* [PAGE TEXT]
---

My father’s relationship with music was on a purer level than mine is. Yes, there was the money side—he did it to provide for us, but he wasn’t distracted by volume. Volume is when you collect a royalty check that’s so big you think somebody made a mistake. My father made a certain amount, and that’s what he knew. He never heard of Carnegie Hall, so he did not factor that into the equation. Any place where he could play and where people were receptive, that was fine with him.

Woodstock was all about volume. First we were above all those people, then we landed and were in it. Right away you could smell what New York State smells like in the summer—very humid and funky, plus five hundred thousand sweaty bodies and all that pot. They dropped us off behind a big wooden stage that looked like workers had just finished building it that day—and from the look of things they still had more to do. They showed us where to put our stuff and where to wait, and I started looking around for someone I knew, and I saw Jerry Garcia having a good time and laughing. He came up to me and said, “So what do you think of this? We’ve been here a long time already—what time are you supposed to go on?” I had been told that we’d be going on three bands after the Dead, so that’s what I told Jerry. He said, “Man, we’re not going on until later tonight.” That meant we were going to be there all day and into the night. So I thought, “I might as well get comfortable.” It was just after noon, and the first band of the day was on.

Then Jerry held his hand out. “Do you want it?”

“Want what—what you got?” It was mescaline. That’s how casual it was in those days—I took it right away. I was thinking, “I’ll have time to enjoy this, come back down, drink a lot of water, get past the amoeba state, and be ready to play by tonight. No problem.” Right.

Things were definitely more messed up at Woodstock than we had thought. Because of all the traffic a lot of bands were having trouble getting to the festival, so the organizers had to ask the bands that were there to play or there would be big gaps in the flow of music. Of course I didn’t know this then. I remember hearing Country Joe and the Fish onstage when things were just starting to get elastic and stretch out. Then suddenly someone came up to us to tell us that if we wanted to play, we had to get on stage now. It wasn’t Bill—I didn’t even see him around. We didn’t argue—we just grabbed our instruments and headed to the stage.

---

[Excerpts of pointing data]
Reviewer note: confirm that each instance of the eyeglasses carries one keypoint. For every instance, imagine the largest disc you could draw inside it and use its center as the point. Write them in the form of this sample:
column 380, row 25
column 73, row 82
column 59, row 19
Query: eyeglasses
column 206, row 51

---

Repeat the Woodstock passage from "Things were definitely" to "to the stage.", swapping "organizers" for "promoters". The rows above are not required for this work.

Things were definitely more messed up at Woodstock than we had thought. Because of all the traffic a lot of bands were having trouble getting to the festival, so the promoters had to ask the bands that were there to play or there would be big gaps in the flow of music. Of course I didn’t know this then. I remember hearing Country Joe and the Fish onstage when things were just starting to get elastic and stretch out. Then suddenly someone came up to us to tell us that if we wanted to play, we had to get on stage now. It wasn’t Bill—I didn’t even see him around. We didn’t argue—we just grabbed our instruments and headed to the stage.